(Extracted records)
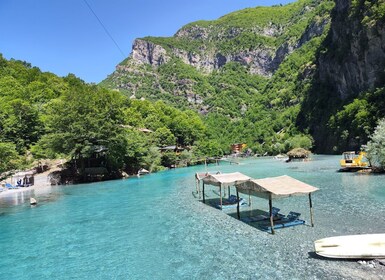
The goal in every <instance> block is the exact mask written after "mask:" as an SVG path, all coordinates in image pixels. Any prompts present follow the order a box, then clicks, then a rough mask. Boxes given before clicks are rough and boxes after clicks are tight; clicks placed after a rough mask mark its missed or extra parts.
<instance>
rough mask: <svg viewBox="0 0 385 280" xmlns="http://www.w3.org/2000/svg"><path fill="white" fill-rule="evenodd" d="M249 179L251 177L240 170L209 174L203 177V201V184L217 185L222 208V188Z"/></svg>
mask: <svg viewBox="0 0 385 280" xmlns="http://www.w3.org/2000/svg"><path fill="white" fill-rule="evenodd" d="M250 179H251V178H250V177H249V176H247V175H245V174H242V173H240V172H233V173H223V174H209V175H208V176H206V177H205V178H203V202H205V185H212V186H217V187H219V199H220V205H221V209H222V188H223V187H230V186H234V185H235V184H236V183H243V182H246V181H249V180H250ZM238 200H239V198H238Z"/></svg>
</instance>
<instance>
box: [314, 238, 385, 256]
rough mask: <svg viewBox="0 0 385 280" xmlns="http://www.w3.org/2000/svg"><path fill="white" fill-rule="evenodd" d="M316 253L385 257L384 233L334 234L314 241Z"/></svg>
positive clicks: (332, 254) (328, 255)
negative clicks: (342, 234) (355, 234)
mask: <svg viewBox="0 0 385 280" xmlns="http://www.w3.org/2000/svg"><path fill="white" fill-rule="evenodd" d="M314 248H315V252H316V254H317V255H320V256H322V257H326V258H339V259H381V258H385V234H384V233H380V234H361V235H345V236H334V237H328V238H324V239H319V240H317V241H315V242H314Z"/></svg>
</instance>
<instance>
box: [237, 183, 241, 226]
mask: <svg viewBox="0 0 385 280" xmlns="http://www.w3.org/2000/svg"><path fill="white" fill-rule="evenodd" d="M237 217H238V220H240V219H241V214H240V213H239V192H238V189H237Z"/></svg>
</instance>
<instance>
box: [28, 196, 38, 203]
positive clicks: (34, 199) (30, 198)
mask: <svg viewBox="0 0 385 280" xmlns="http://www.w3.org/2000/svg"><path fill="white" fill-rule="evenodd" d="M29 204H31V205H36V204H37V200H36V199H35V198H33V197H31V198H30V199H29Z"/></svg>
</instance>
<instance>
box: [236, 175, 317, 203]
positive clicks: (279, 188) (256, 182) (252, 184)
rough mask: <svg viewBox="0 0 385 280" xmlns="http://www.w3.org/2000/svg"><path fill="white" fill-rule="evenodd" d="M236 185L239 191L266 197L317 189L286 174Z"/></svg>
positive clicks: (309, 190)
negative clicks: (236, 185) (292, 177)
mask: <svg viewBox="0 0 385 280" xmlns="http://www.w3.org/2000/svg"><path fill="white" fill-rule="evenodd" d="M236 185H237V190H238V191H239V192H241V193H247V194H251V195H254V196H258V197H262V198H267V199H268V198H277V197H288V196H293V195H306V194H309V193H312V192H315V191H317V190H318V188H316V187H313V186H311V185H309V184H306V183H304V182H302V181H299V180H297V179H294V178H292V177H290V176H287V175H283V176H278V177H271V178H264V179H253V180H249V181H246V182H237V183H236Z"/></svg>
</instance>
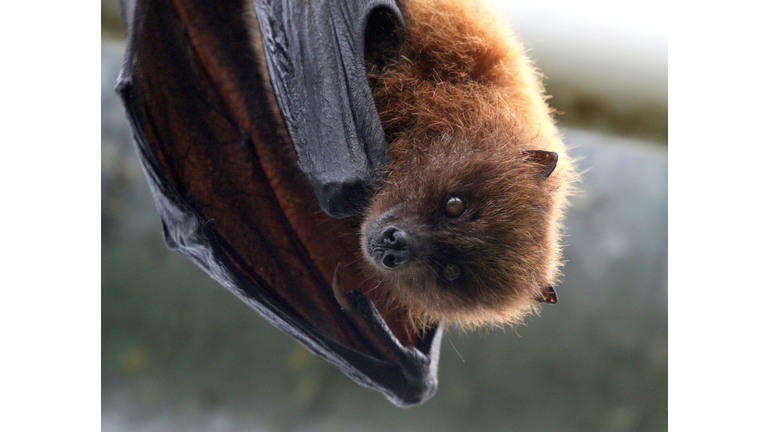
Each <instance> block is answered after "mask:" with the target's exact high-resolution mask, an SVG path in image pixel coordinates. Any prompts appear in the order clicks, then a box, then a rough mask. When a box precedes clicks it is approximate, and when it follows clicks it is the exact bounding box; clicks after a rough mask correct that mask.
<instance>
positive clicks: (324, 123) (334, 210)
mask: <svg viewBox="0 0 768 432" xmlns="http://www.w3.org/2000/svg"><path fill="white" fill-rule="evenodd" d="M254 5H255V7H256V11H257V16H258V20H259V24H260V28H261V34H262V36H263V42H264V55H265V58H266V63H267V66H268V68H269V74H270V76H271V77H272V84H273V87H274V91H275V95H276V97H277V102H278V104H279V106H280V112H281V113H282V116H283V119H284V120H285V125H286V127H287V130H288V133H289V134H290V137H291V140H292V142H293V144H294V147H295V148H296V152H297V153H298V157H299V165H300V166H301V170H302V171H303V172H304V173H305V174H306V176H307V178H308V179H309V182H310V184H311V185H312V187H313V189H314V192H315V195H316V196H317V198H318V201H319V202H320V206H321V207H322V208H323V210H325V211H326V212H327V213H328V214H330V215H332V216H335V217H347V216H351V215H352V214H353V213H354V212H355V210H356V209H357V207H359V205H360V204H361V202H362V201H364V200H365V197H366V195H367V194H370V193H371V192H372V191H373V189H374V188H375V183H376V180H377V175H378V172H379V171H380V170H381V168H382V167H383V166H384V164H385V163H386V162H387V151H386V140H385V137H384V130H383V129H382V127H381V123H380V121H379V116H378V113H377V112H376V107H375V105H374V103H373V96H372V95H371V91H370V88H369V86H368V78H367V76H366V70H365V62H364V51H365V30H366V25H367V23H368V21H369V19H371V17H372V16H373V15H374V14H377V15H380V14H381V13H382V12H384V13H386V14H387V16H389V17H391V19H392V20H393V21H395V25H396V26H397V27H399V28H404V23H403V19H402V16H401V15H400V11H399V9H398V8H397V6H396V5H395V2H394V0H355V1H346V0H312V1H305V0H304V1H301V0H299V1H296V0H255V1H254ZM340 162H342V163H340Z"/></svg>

> [ACTIVITY] Your copy should be the entries retyped exactly, with no images in it.

> [RESPONSE TO THIS TASK]
The goal in every <instance> block is the exact mask written after "mask:" as an SVG path, all coordinates in image pixels. Any prompts present follow the order a box, then clicks, then a rough mask. Boxes given before clicks are rough and boxes after clicks are tight; clicks placed after a rough mask mark its missed or extra parts.
<instance>
rough mask: <svg viewBox="0 0 385 280" xmlns="http://www.w3.org/2000/svg"><path fill="white" fill-rule="evenodd" d="M249 179L251 177L240 170L209 174L203 177V201V184L217 185L222 208V188Z"/></svg>
mask: <svg viewBox="0 0 385 280" xmlns="http://www.w3.org/2000/svg"><path fill="white" fill-rule="evenodd" d="M250 179H251V178H250V177H249V176H247V175H245V174H242V173H240V172H233V173H223V174H209V175H208V176H206V177H205V178H203V202H205V185H212V186H217V187H219V199H220V205H221V209H222V188H223V187H230V186H234V185H235V184H236V183H243V182H246V181H249V180H250ZM238 200H239V198H238Z"/></svg>
</instance>
<instance>
box: [314, 238, 385, 256]
rough mask: <svg viewBox="0 0 385 280" xmlns="http://www.w3.org/2000/svg"><path fill="white" fill-rule="evenodd" d="M316 253L385 257L384 233L334 234L314 241Z"/></svg>
positive clicks: (332, 254) (328, 255)
negative clicks: (342, 234) (355, 234)
mask: <svg viewBox="0 0 385 280" xmlns="http://www.w3.org/2000/svg"><path fill="white" fill-rule="evenodd" d="M314 248H315V252H316V254H317V255H320V256H322V257H326V258H339V259H381V258H385V234H384V233H380V234H361V235H345V236H334V237H328V238H324V239H319V240H317V241H315V242H314Z"/></svg>
</instance>
<instance>
box: [237, 183, 241, 226]
mask: <svg viewBox="0 0 385 280" xmlns="http://www.w3.org/2000/svg"><path fill="white" fill-rule="evenodd" d="M237 217H238V220H240V219H241V214H240V213H239V192H238V189H237Z"/></svg>
</instance>
<instance>
box: [28, 196, 38, 203]
positive clicks: (34, 199) (30, 198)
mask: <svg viewBox="0 0 385 280" xmlns="http://www.w3.org/2000/svg"><path fill="white" fill-rule="evenodd" d="M29 204H31V205H36V204H37V200H36V199H35V198H33V197H31V198H30V199H29Z"/></svg>
</instance>
<instance>
box: [236, 175, 317, 203]
positive clicks: (279, 188) (256, 182) (252, 184)
rough mask: <svg viewBox="0 0 385 280" xmlns="http://www.w3.org/2000/svg"><path fill="white" fill-rule="evenodd" d="M236 185L239 191L266 197L317 189L286 174Z"/></svg>
positive clicks: (309, 190)
negative clicks: (236, 185) (292, 177)
mask: <svg viewBox="0 0 385 280" xmlns="http://www.w3.org/2000/svg"><path fill="white" fill-rule="evenodd" d="M236 185H237V190H238V191H239V192H241V193H247V194H251V195H254V196H258V197H262V198H267V199H268V198H277V197H288V196H293V195H306V194H309V193H312V192H315V191H317V190H318V188H316V187H313V186H311V185H309V184H306V183H304V182H302V181H299V180H297V179H294V178H292V177H290V176H287V175H283V176H278V177H271V178H264V179H253V180H249V181H246V182H237V183H236Z"/></svg>
</instance>
Each <instance> block is answered after "mask:" with the target's exact high-resolution mask, an SVG path in image pixel coordinates. Any prompts appear in the order clicks, then a box, then a rough mask. When a box precedes clicks it is approximate, and when it follows clicks it is the exact bounding box; clicks after a rough mask correct that mask.
<instance>
positive clicks: (324, 123) (334, 210)
mask: <svg viewBox="0 0 768 432" xmlns="http://www.w3.org/2000/svg"><path fill="white" fill-rule="evenodd" d="M254 5H255V7H256V11H257V16H258V20H259V24H260V28H261V34H262V36H263V42H264V55H265V58H266V63H267V66H268V68H269V74H270V76H271V77H272V84H273V87H274V91H275V95H276V97H277V102H278V104H279V106H280V112H281V113H282V116H283V119H284V120H285V125H286V127H287V130H288V133H289V134H290V137H291V140H292V142H293V144H294V147H295V148H296V152H297V153H298V157H299V165H300V166H301V170H302V171H303V172H304V173H305V174H306V176H307V178H308V179H309V182H310V184H311V185H312V187H313V189H314V192H315V195H316V196H317V198H318V201H319V202H320V206H321V207H322V208H323V210H325V211H326V212H327V213H328V214H330V215H332V216H335V217H347V216H351V215H352V214H353V213H354V212H355V210H356V209H357V207H359V205H360V204H361V202H362V201H364V200H365V197H366V195H367V194H370V193H371V192H372V191H373V189H374V188H375V183H376V180H377V175H378V172H379V171H380V170H381V168H382V167H383V166H384V164H385V163H386V162H387V151H386V140H385V137H384V130H383V129H382V127H381V123H380V121H379V116H378V113H377V112H376V107H375V105H374V103H373V96H372V95H371V91H370V88H369V86H368V78H367V76H366V70H365V62H364V51H365V30H366V25H367V23H368V21H369V19H371V17H372V16H373V15H374V14H377V15H380V14H381V13H382V12H384V13H386V14H387V16H389V17H391V19H392V20H393V21H395V25H396V26H397V27H399V28H404V23H403V19H402V16H401V15H400V11H399V9H398V8H397V6H396V5H395V2H394V0H355V1H346V0H312V1H305V0H304V1H301V0H299V1H296V0H255V1H254ZM340 162H342V163H340Z"/></svg>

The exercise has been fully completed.